### Do this
Write out the whole listing, matching it exactly.
+++++
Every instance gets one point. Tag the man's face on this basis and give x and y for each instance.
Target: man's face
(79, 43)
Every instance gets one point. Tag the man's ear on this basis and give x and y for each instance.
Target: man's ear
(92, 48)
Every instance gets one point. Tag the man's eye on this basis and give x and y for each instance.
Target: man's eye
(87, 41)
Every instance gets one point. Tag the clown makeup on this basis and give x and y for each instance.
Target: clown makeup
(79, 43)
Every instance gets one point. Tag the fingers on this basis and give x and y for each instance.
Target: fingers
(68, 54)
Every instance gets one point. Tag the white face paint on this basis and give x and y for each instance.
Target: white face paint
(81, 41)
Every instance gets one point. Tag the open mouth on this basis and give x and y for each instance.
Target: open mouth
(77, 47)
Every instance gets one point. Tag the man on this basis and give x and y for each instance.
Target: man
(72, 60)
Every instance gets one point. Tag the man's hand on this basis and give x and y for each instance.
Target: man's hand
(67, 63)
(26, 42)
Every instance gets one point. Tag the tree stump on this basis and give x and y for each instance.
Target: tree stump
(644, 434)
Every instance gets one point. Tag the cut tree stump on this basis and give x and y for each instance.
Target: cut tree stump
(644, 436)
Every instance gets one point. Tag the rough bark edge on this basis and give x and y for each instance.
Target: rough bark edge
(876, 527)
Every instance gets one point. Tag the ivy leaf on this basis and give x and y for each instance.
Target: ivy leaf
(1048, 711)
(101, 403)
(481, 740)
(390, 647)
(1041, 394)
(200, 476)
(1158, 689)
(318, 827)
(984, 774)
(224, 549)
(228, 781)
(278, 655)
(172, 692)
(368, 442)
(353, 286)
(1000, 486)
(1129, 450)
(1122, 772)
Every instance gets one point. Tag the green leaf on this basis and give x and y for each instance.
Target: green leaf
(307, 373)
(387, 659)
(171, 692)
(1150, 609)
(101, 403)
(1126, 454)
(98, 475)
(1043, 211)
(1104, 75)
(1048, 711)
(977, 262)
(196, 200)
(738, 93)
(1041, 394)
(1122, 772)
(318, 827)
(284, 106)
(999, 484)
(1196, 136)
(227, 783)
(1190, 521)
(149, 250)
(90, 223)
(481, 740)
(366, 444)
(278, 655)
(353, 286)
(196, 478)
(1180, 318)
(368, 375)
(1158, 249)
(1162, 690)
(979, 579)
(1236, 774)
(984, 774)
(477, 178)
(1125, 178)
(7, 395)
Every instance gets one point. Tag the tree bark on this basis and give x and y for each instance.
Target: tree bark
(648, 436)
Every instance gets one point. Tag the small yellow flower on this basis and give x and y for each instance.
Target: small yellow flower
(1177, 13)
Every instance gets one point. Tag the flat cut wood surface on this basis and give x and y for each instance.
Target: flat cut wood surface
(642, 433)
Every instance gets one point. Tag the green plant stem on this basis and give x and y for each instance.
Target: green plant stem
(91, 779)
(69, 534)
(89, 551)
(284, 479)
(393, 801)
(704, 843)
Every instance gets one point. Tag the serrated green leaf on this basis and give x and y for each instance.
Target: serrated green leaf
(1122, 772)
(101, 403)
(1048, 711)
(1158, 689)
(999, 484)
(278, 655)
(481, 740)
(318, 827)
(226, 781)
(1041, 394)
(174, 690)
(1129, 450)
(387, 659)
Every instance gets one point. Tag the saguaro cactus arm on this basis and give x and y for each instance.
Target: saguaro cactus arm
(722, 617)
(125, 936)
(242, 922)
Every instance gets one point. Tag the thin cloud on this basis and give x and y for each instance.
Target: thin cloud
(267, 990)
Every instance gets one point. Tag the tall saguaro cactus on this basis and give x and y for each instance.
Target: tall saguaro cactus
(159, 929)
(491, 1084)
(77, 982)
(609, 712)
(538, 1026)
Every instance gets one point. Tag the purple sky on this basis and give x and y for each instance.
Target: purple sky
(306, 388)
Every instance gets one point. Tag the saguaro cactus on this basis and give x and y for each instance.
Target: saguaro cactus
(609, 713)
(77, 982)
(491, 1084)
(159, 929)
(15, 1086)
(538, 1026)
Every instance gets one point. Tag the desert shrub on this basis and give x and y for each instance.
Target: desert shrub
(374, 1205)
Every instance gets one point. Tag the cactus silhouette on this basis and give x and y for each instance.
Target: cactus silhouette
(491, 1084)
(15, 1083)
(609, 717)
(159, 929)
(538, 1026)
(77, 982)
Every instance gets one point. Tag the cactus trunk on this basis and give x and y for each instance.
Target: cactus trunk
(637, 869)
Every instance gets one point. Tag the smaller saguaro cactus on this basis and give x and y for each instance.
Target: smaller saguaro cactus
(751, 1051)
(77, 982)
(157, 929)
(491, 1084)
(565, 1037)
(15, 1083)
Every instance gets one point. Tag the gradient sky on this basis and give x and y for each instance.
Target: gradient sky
+++++
### Full response
Every instance gets one point. Tag the man's face on this basis and give x and y for each instance.
Target: man's face
(79, 43)
Every instance gets one point. Tag the man's ear on this basis and give x and y for each instance.
Target: man's ear
(92, 48)
Every instance gets one point. Tag the man's eye on this basis and give x and y for each instance.
Target: man's eye
(87, 41)
Every instance gets one point. Tag the clown makeup on this basis and give x and y for each instance.
Target: clown makeup
(79, 43)
Every instance gets one point. Tag the fingers on this basis and give x and y for each instance.
Target: fingers
(68, 54)
Every instance gets one point. Tag the white face paint on this basis and give x and y for each instance.
Target: white face paint
(81, 41)
Every instance gets one point. Tag the open mouth on this basis and give x and y for each instance.
Target: open mouth
(77, 47)
Every instance gets one point. Tag the man on this basis and give x and y for each instance.
Target: man
(72, 60)
Every instance gets one point. Tag the man's hand on this basis and give x and y for each instance.
Target: man's hand
(67, 63)
(26, 42)
Every instance gets one point. Tag the tree stump on this basis and give x and y for each instance.
Target: tree stump
(644, 434)
Every instance gets one point. Tag the cut tree stump on this basis and give x and y for each instance.
Target: cut tree stump
(644, 436)
Every instance gets one point. Tag the rough bark edge on this basis and give x and y for each instance.
Target: rough bark edge
(876, 527)
Every instance gets one point. Tag the ivy leaf on this basis and give x and y for each instance.
Target: ivy leaf
(1048, 711)
(101, 403)
(481, 740)
(390, 647)
(1041, 394)
(200, 476)
(1158, 689)
(318, 827)
(984, 774)
(224, 549)
(228, 781)
(278, 655)
(172, 692)
(368, 442)
(353, 286)
(1000, 486)
(1129, 450)
(1122, 772)
Every instance gets one point. Tag the green leaf on this basis and give x and y for each instance.
Target: green leaf
(307, 373)
(387, 659)
(171, 692)
(1150, 609)
(101, 403)
(1126, 454)
(98, 475)
(1043, 211)
(1104, 75)
(1048, 711)
(977, 262)
(196, 200)
(738, 93)
(1041, 394)
(1122, 772)
(318, 827)
(284, 106)
(999, 484)
(1196, 136)
(227, 783)
(1190, 521)
(149, 250)
(90, 223)
(481, 740)
(366, 444)
(278, 655)
(353, 286)
(196, 478)
(1180, 318)
(368, 375)
(1158, 249)
(1162, 690)
(979, 579)
(1236, 774)
(984, 774)
(477, 178)
(1125, 178)
(7, 395)
Every instance gets one point. Tag the tree bark on this basis and give x and y for each instance.
Target: tree bark
(648, 436)
Every instance gets one point. Tag the small yellow flower on this basis and give x and y for each instance.
Target: small yellow flower
(1177, 13)
Every instance gets one point. Tag the flat cut wood surface on this basis and give x and y for each instance.
Target: flat cut wood surface
(642, 433)
Every instance gets one point. Tag the green plant stem on this basis and give x and y for each instance.
Target: green plant stem
(91, 779)
(69, 534)
(89, 551)
(284, 479)
(393, 801)
(704, 843)
Every instance gets one point. Tag the serrated green leaf on this basis and give x and y for each instance.
Target: serrated green leaf
(1122, 772)
(101, 403)
(1048, 711)
(1158, 689)
(999, 484)
(278, 655)
(481, 740)
(318, 827)
(226, 781)
(1041, 394)
(174, 690)
(1129, 450)
(387, 659)
Every instance gets one point. Tag the saguaro cactus arm on this basis and give x and y for each instance.
Target: saguaro cactus arm
(722, 617)
(125, 936)
(242, 922)
Every instance gets one point. Tag the thin cloud on this basis and give x and y for each instance.
Target: thin cloud
(267, 990)
Every instance gets one point. Tag the tall saguaro cactus on this basis and give x and y for each instance.
Target: tall saguaro cactus
(159, 929)
(491, 1084)
(77, 982)
(609, 712)
(538, 1026)
Every instance gets one point. Tag the purple sky on this basis and give x and y for each instance.
Target: purple sky
(306, 388)
Every instance gets one point. Tag the saguaro cactus on this basis and give x and y for each instance.
Target: saguaro cactus
(609, 713)
(77, 982)
(491, 1084)
(159, 929)
(15, 1086)
(538, 1026)
Every instance gets one point. Tag the desert shrub on this basis and give x and y for each instance.
Target: desert shrub
(374, 1205)
Every instance gets one point. Tag the cactus silhouette on this basis and give x and y for each instance.
Target: cactus silhouette
(491, 1084)
(15, 1083)
(609, 717)
(159, 929)
(538, 1026)
(77, 982)
Every instance gets one point. Tag the cactus trunk on this basis and give x and y for each instance.
Target: cactus trunk
(637, 869)
Every instance gets one point. Tag the smaller saguaro cactus on this basis and give x and y for each instance.
Target: smaller saguaro cactus
(751, 1051)
(77, 982)
(157, 929)
(491, 1084)
(565, 1037)
(15, 1083)
Every instance gets one point. Tag the gradient sky on this basis and give x and y for each instance.
Target: gradient sky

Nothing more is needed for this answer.